- EXERCISE DESCRIPTION: Reproduce every line of the data below word for word, leaving out the pictures.

- WORKING DATA:
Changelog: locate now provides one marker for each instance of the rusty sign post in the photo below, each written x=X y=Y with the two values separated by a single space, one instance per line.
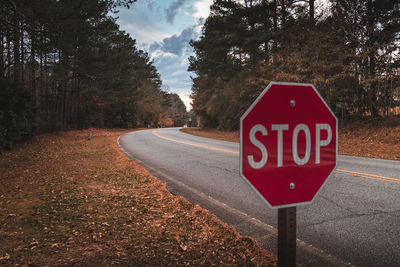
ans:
x=288 y=149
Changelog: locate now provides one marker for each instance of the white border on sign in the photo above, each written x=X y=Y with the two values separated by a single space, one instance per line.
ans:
x=241 y=143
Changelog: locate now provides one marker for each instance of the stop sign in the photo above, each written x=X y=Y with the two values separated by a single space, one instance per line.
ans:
x=288 y=144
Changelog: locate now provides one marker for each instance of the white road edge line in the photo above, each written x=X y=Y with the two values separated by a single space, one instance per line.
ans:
x=307 y=247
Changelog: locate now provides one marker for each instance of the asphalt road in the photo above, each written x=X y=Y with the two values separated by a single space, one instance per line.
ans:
x=355 y=219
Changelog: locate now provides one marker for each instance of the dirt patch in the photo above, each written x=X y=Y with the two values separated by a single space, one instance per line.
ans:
x=367 y=138
x=65 y=200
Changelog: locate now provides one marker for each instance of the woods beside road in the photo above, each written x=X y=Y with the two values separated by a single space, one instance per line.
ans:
x=374 y=138
x=65 y=200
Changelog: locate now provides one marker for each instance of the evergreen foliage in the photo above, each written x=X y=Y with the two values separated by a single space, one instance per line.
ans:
x=349 y=51
x=70 y=64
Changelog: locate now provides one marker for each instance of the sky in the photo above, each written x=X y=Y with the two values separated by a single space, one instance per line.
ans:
x=163 y=28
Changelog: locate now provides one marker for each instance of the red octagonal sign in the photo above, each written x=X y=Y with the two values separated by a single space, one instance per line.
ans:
x=288 y=144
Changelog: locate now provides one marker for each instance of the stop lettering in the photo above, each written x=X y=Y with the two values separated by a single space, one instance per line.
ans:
x=288 y=144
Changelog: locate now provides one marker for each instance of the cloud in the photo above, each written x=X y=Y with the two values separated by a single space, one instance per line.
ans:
x=202 y=9
x=175 y=44
x=172 y=10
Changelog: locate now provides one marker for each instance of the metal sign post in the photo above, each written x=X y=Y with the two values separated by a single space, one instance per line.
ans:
x=287 y=237
x=288 y=149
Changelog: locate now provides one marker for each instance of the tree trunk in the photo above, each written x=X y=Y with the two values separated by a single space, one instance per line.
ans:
x=311 y=3
x=16 y=47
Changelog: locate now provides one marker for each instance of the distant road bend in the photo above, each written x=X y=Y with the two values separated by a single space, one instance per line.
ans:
x=354 y=221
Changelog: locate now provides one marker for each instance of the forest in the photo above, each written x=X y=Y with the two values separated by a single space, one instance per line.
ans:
x=349 y=49
x=67 y=65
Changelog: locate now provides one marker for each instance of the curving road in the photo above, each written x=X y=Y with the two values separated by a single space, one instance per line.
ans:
x=355 y=219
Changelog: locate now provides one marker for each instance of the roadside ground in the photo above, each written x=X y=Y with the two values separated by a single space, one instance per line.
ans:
x=368 y=138
x=65 y=200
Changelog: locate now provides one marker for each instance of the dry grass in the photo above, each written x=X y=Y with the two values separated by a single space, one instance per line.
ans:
x=65 y=200
x=368 y=138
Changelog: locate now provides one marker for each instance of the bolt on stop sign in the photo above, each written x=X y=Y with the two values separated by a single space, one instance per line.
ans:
x=288 y=144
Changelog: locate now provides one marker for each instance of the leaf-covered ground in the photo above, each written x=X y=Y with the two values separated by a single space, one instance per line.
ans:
x=368 y=138
x=65 y=200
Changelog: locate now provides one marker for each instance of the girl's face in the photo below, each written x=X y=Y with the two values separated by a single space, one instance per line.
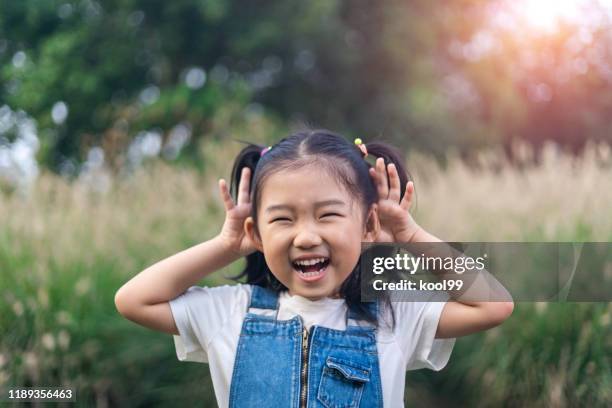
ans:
x=310 y=231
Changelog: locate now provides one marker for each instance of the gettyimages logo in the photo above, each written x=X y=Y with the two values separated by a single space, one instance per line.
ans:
x=487 y=271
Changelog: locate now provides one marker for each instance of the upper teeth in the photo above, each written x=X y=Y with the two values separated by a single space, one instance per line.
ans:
x=310 y=261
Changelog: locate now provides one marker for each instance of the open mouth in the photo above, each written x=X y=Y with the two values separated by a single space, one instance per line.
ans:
x=311 y=268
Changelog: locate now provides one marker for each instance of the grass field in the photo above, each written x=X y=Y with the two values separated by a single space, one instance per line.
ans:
x=66 y=248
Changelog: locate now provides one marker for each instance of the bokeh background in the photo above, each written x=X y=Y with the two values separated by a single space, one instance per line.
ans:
x=118 y=117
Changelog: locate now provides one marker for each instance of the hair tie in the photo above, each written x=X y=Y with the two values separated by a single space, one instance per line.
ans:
x=361 y=147
x=264 y=151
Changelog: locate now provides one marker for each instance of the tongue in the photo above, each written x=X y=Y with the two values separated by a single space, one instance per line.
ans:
x=311 y=268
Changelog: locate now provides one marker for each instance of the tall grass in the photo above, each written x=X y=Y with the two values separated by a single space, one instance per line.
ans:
x=66 y=248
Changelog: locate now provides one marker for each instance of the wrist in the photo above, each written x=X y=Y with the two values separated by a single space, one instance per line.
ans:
x=408 y=234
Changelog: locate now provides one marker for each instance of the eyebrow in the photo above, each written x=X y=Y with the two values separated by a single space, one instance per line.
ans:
x=317 y=205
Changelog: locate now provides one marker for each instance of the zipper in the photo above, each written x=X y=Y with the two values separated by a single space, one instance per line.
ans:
x=304 y=372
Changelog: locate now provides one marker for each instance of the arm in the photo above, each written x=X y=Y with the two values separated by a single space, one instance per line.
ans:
x=460 y=316
x=144 y=299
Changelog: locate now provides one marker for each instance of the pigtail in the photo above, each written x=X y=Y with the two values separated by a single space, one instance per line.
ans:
x=256 y=269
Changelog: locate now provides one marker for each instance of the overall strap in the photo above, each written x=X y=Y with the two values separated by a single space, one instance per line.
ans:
x=262 y=298
x=372 y=307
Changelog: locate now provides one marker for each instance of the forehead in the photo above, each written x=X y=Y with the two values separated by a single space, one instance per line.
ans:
x=302 y=188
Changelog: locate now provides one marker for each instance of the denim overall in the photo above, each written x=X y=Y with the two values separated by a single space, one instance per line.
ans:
x=280 y=364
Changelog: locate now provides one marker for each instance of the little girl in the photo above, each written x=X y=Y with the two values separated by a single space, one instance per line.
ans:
x=296 y=334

- COMPLETE RESPONSE:
Changelog: locate now provides one marker for each instance of the rusty sign post in the photo below, each written x=X y=Y with the two values separated by a single space, one instance per line.
ans:
x=288 y=149
Changelog: locate now provides one marker for each instance of the white border on sign in the photo above, each written x=X y=Y with the two values separated by a single space, one instance per line.
ans:
x=241 y=143
Changelog: locate now provides one marker for each instance of the stop sign in the photo above, each written x=X y=Y with the two values separated by a single space, one instance per line.
ans:
x=288 y=144
Changelog: locate now provides one marker for each instance of the white road edge line in the photo above, each written x=X y=Y with the two values separated by a single space, one instance per line.
ans:
x=307 y=247
Changelog: locate now provides one marker for each instance of the asphalt road in the photo above, each written x=X y=Y with the two values separated by a single space, one instance per line.
ans:
x=355 y=219
Changelog: locate now provides one marker for each instance of the dirt patch in the photo above, each written x=X y=Y with the two values separated by a single space, one instance per line.
ans:
x=367 y=138
x=65 y=200
Changelog: locate now provides one marker for each instance of the woods beside road in the photo above, each written x=X y=Y with the two values separated by a single space, one instance per line.
ans:
x=374 y=138
x=65 y=200
Changelog: locate now provides one marker for each instance of the evergreen foliage in the photo above, each written x=X y=Y with the two values separated by a single space, one instance per line.
ans:
x=349 y=51
x=70 y=64
Changelog: locate now provides one marker for each instance of the sky in the photo above, each written x=X y=Y with the two values separated by a single space, one instance per line.
ans:
x=163 y=28
Changelog: locate now provides one marker for each instance of the red octagonal sign in the photo above, each written x=X y=Y with the two values separated by a single space, one instance per line.
ans:
x=288 y=144
Changelog: locate now provides one marker for each instance of the stop lettering in the photo above, each written x=X y=Y with the two values separated by a single space, one instance per line.
ans:
x=288 y=144
Changelog: locate now provides one marker for each instance of the cloud in the photo above, each written x=X y=Y with the two values separated by a single space, one instance per line.
ans:
x=202 y=9
x=175 y=44
x=172 y=10
Changelog: locate now provides one marker for each instance of the metal sign post in the photo above, each written x=X y=Y with the two values separated by a single space, one instance per line.
ans:
x=287 y=237
x=288 y=149
Changelog: locate now provides one marker for each instance of the tree trunk in the photo above, each written x=X y=Y with the two values separated by a single space, one instance per line.
ans:
x=311 y=3
x=16 y=47
Changelog: locate now provides one marker for each instance of the distant road bend in the photo above, each written x=X y=Y with the two values separated by a single space, one instance per line.
ans:
x=354 y=221
Changelog: locate now provides one marker for each instance of the forest in the photo above, each written x=X y=Y with the two values separated by a single space, one instance per line.
ans:
x=349 y=49
x=67 y=65
Changelog: locate now provides one marker for each instance of the curving road in the photo above, each written x=X y=Y with the two values separated by a single space, one instance per line.
ans:
x=355 y=219
Changelog: locate now provides one marker for each instance of the roadside ground in the photo above, each written x=X y=Y with the two values separated by a single space, one instance per line.
ans:
x=368 y=138
x=65 y=200
Changelog: locate now provides one marker for each instance of the dry grass in the photo above, each written x=X y=Y with the two values separated by a single space, one instance per line.
ans:
x=65 y=200
x=368 y=138
Changelog: locate now provides one marker for each instance of the bolt on stop sign in the photo above, each written x=X y=Y with the two values separated by a single space, one instance per line.
ans:
x=288 y=144
Changelog: locate now provides one marker for each instance of the leaf-covered ground in the photo above, each written x=X y=Y with the two values separated by a single space, one instance per line.
ans:
x=368 y=138
x=65 y=200
Changelog: locate now provides one marker for each instance of the girl's face in the photo below, each written x=X y=Y with the two values separated by a single space, one instance per line.
ans:
x=310 y=231
Changelog: locate now provides one marker for each instance of the gettyimages logo in the photo above, each written x=X y=Y with the two values separated by a single space, one instance per line.
ans:
x=487 y=271
Changelog: locate now provides one marker for each instance of the upper teeth in the photo above, each written x=X y=Y with the two values separated by a single space, one instance per line.
ans:
x=310 y=261
Changelog: locate now provides one marker for each instance of the open mouth in the photo above, each written x=X y=Y with the two values separated by a single space, one instance per line.
ans:
x=311 y=268
Changelog: locate now provides one marker for each instance of the grass field in the photo above, each written x=X y=Y with the two values separated by a single space, one instance per line.
ans:
x=66 y=248
Changelog: locate now provides one marker for each instance of the bokeh background in the photo above, each written x=X y=Y with the two values separated by a single space, one instance per line.
ans:
x=118 y=117
Changelog: locate now provides one marker for each instance of the hair tie in the photo above, each written x=X y=Y with the two values separated by a single space, one instance per line.
ans:
x=361 y=147
x=264 y=151
Changelog: locate now provides one marker for each instance of the tongue in the photo above, each written x=X y=Y with the two values separated by a single space, one instance per line.
ans:
x=311 y=268
Changelog: locate now provides one marker for each instance of the tall grass in the photo above, each written x=X y=Y with the two values separated by a single space, one instance per line.
ans:
x=66 y=248
Changelog: locate now provides one marker for each instance of the wrist in the photo above, each written x=X y=Y with the two values separated by a single space, one instance per line.
ans:
x=408 y=234
Changelog: locate now provides one marker for each instance of the eyebrow in the photo above, each written x=X y=Y with the two values separated by a single space, one instance per line.
ans:
x=317 y=205
Changelog: locate now provides one marker for each instance of the zipper in the photo above, each written x=X y=Y with the two values separated by a single space, one instance per line.
ans:
x=304 y=372
Changelog: locate now provides one marker for each instance of the arm in the photo above, each written x=X y=Y with the two values separated by a single space, one instance per line.
ans:
x=460 y=316
x=144 y=299
Changelog: locate now provides one marker for each instance of the pigtail in the photo above, each written x=X y=Y with the two values separated by a single space, one instance per line.
ans:
x=256 y=269
Changelog: locate now provides one marker for each instance of the overall strap in the photo above, each written x=X y=Y with the two values separated by a single space, one instance per line.
ans:
x=262 y=298
x=372 y=307
Changelog: locate now provides one marker for each instance of the forehead in the photo above, each written x=X y=Y with the two values separated by a single space, one instance per line.
ans:
x=302 y=188
Changelog: locate now provides one marker for each instance of the denim overall in the photo above, each written x=X y=Y with the two values separated by a single space, one instance per line.
ans:
x=280 y=364
Changelog: locate now provides one marker for each instance of the little girl in the photo above, each written x=X y=Y with the two values separated by a single space, one instance per line.
ans:
x=296 y=334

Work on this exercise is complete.